| Source extract |
Symphony No. 40 in G minor, K. 550 was written by Wolfgang Amadeus Mozart in 1788. It is sometimes referred to as the "Great G minor symphony", to distinguish it from the "Little G minor symphony", No. 25. The two are the only extant minor key symphonies Mozart wrote.

History

Composition
The date of completion of this symphony is known exactly, since Mozart in his mature years kept a full catalog of his completed works; he entered the 40th Symphony into it on 25 July 1788. Work on the symphony occupied an exceptionally productive period of just a few weeks during which time he also completed the 39th and 41st symphonies (26 June and 10 August, respectively). Nikolaus Harnoncourt conjectured that Mozart composed the three symphonies as a unified work, pointing, among other things, to the fact that the Symphony No. 40, as the middle work, has no introduction (unlike No. 39) and does not have a finale of the scale of No. 41's.

The 40th symphony exists in two versions, differing primarily in that one includes parts for a pair of clarinets (with suitable adjustments made in the other wind parts). Most likely, the clarinet parts were added in a revised version. The autograph scores of both versions were acquired in the 1860s by Johannes Brahms, who later donated the manuscripts to the Gesellschaft der Musikfreunde in Vienna, where they reside today.

Premiere
As Neal Zaslaw has pointed out, writers on Mozart have often suggested – or even asserted – that Mozart never heard his 40th Symphony performed. Some commentators go further, suggesting that Mozart wrote the symphony (and its companions, Nos. 39 and 41) without even intending it to be performed, but rather for posterity, as (to use Alfred Einstein's words) an "appeal to eternity".

Modern scholarship suggests that these conjectures are not correct. First, in a recently discovered 10 July 1802 letter by the musician Johann Wenzel (1762–1831) to the publisher  in Leipzig, Wenzel refers to a performance of the symphony at the home of Baron Gottfried van Swieten with Mozart present, but the execution was so poor that the composer had to leave the room.

There is strong circumstantial evidence for other, probably better, performances. On several occasions between the composition of the symphony and the composer's death, symphony concerts were given featuring Mozart's music for which copies of the program have survived, announcing a symphony unidentified by date or key. These include:

Dresden, 14 April 1789, during Mozart's Berlin journey
Leipzig, 12 May 1789, on the same trip
Frankfurt, 15 October 1790
Copies survive of a poster for a concert given by the Tonkünstler-Societät (Society of Musicians) 17 April 1791 in the Burgtheater in Vienna, conducted by Mozart's colleague Antonio Salieri. The first item on the program was billed as "A Grand Symphony composed by Herr Mozart".

| The input |

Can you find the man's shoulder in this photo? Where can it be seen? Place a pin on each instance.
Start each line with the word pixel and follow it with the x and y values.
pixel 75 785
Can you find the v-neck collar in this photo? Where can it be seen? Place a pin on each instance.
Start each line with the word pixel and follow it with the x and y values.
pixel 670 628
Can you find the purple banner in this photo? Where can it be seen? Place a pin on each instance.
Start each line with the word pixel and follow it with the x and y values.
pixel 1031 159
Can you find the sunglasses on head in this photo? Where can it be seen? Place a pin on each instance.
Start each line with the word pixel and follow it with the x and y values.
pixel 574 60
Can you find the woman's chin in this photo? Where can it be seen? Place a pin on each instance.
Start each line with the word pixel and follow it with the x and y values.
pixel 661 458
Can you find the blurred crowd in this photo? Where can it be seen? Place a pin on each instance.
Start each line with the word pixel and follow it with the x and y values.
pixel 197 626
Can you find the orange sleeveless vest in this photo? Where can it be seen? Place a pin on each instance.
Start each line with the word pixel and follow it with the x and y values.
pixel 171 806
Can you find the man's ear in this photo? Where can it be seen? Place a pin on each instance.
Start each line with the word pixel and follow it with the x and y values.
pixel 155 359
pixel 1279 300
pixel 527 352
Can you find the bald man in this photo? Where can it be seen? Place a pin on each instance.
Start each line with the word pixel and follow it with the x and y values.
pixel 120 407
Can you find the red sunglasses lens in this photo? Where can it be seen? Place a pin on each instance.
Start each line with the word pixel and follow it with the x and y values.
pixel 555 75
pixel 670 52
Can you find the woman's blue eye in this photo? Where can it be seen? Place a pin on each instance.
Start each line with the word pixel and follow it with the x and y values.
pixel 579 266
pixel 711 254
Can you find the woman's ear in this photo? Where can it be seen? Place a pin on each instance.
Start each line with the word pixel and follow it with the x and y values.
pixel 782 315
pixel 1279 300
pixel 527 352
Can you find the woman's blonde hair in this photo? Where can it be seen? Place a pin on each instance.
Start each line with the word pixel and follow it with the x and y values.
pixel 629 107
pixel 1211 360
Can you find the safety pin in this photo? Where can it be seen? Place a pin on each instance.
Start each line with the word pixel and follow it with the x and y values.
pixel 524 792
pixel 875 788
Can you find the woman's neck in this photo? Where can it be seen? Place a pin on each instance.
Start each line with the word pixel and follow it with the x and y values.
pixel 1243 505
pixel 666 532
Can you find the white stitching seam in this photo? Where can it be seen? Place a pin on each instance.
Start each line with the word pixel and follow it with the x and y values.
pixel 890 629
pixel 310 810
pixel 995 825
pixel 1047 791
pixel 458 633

* * *

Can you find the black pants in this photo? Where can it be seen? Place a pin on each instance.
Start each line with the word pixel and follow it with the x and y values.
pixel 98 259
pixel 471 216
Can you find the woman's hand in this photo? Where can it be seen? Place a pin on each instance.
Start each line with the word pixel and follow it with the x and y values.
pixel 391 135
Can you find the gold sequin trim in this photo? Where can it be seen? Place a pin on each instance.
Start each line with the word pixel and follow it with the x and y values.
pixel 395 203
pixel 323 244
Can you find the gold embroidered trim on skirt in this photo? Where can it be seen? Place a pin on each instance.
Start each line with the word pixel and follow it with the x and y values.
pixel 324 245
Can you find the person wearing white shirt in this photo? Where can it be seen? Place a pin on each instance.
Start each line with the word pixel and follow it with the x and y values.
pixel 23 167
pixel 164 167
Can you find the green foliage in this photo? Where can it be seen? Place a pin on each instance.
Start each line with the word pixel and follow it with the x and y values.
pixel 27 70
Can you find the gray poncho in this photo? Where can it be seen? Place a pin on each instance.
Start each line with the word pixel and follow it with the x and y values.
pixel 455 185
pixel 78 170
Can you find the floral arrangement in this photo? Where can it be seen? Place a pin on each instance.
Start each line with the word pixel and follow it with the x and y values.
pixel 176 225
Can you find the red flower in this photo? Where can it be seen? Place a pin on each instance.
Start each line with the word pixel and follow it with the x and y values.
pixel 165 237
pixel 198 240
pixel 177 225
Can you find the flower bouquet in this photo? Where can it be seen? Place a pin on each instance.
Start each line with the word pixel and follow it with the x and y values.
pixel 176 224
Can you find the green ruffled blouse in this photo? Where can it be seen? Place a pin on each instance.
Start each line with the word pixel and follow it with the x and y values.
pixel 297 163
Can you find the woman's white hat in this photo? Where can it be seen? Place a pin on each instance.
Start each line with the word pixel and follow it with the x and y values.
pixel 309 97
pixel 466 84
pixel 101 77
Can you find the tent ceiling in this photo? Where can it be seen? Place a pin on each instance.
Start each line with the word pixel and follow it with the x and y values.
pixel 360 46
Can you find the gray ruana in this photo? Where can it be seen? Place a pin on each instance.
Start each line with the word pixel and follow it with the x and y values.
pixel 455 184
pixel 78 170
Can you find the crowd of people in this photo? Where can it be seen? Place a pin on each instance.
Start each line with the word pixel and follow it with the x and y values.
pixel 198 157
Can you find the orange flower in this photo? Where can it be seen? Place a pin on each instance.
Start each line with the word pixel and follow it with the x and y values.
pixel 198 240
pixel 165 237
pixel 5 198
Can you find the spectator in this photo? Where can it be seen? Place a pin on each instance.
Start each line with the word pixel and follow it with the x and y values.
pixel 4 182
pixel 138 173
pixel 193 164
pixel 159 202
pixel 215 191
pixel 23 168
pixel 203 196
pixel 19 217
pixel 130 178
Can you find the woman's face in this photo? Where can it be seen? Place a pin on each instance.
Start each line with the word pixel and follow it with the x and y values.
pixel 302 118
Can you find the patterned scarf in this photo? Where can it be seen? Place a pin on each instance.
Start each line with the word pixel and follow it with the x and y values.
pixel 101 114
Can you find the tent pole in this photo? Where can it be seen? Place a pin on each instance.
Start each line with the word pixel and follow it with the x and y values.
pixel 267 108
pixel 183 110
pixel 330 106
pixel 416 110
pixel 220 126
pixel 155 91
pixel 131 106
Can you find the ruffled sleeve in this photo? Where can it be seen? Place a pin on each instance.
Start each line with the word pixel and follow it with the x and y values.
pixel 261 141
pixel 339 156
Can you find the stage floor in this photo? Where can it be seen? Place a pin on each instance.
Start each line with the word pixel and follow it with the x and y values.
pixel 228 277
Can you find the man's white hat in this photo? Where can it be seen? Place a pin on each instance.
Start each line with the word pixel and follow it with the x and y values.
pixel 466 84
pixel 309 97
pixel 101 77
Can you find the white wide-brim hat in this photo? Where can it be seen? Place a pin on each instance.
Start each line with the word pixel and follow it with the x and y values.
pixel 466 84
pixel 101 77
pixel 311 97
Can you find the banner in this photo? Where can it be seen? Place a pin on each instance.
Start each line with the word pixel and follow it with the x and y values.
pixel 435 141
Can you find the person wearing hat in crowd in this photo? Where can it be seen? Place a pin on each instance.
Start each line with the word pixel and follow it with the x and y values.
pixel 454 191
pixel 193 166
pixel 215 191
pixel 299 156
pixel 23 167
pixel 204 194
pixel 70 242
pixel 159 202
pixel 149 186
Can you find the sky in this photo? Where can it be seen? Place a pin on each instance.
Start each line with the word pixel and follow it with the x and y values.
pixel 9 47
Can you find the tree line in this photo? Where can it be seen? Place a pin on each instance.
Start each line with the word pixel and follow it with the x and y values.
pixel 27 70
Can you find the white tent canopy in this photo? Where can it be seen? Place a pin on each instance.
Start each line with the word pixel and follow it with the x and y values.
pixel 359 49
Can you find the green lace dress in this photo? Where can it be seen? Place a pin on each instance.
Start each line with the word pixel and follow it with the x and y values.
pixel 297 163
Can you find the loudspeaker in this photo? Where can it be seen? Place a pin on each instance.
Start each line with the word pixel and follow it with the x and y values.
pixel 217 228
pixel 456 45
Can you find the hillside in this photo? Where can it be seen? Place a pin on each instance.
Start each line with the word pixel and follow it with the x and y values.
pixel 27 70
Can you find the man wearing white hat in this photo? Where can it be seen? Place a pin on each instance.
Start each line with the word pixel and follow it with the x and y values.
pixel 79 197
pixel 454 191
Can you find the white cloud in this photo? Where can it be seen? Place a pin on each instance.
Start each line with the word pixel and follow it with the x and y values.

---

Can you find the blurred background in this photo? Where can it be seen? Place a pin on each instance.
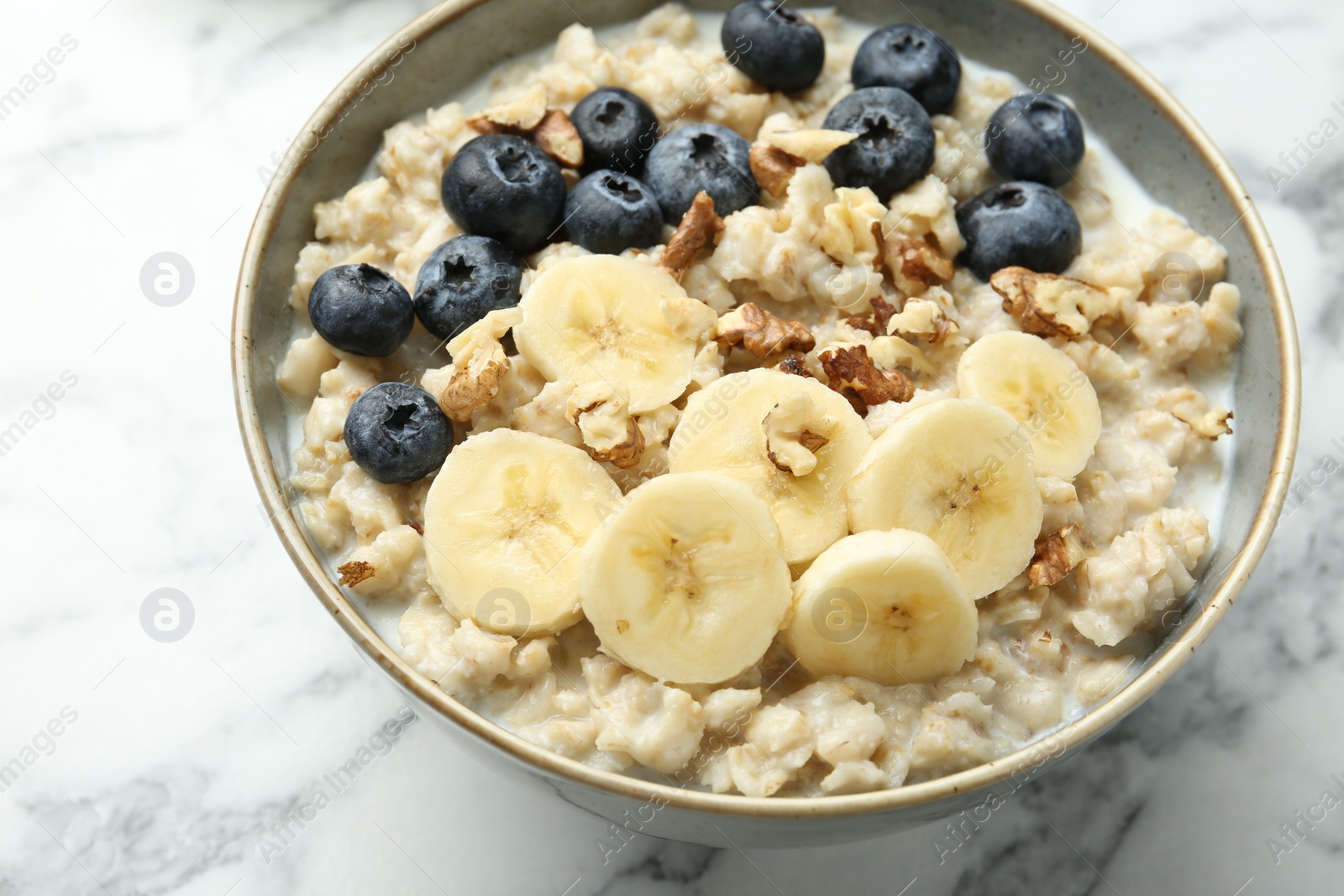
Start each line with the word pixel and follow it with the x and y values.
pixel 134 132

| Requests |
a – From the records, copy word for word the lines starting with the one containing "Can you find the gray ruana" and going on through the one containing "pixel 302 118", both included.
b – Please resume the passage on Mozart's Symphony No. 40 in G minor, picking up right after its final sentence.

| Outputs by task |
a –
Can you find the gray ruana in this photo? Where can it be seen? Place a pin on each instance.
Start each line with the word pixel and follow it with the x and y values.
pixel 455 184
pixel 78 170
Can you find the crowd of people in this photo? Where can it be seen? Place a pin on each instance.
Start each line with the word pixel and follow it with the x and y values.
pixel 198 157
Can you find the orange flower in this photo? Where can it be seen? Place a pin on each instance.
Start each line with the word pixel and follow it with the x and y values.
pixel 198 240
pixel 165 237
pixel 5 198
Can you find the spectator in this photo? Where can it be seen? Place a pin on each instance.
Start each line with the word pixel and follow it with the x and y values.
pixel 4 182
pixel 138 173
pixel 193 164
pixel 159 202
pixel 215 191
pixel 23 168
pixel 203 196
pixel 19 217
pixel 130 178
Can you find the woman's face in this photo? Where can it be seen? Place a pin on each instance.
Start each line with the word pixel and follow it with the x and y values.
pixel 302 118

b –
Most important is the fact that Mozart revised his symphony (see above). As Zaslaw says, this "demonstrates that [the symphony] was performed, for Mozart would hardly have gone to the trouble of adding the clarinets and rewriting the flutes and oboes to accommodate them, had he not had a specific performance in view." The orchestra for the 1791 Vienna concert included the clarinetist brothers Anton and Johann Nepomuk Stadler; which, as Zaslaw points out, limits the possibilities to just the 39th and 40th symphonies.

Zaslaw adds: "The version without clarinets must also have been performed, for the reorchestrated version of two passages in the slow movement, which exists in Mozart's hand, must have resulted from his having heard the work and discovered an aspect needing improvement."

Regarding the concerts for which the Symphony was originally intended when it was composed in 1788, Otto Erich Deutsch suggests that Mozart was preparing to hold a series of three "Concerts in the Casino", in a new casino in the Spiegelgasse owned by Philipp Otto. Mozart even sent a pair of tickets for this series to his friend Michael Puchberg. But it seems impossible to determine whether the concert series was held, or was cancelled for lack of interest. Zaslaw suggests that only the first of the three concerts was actually held.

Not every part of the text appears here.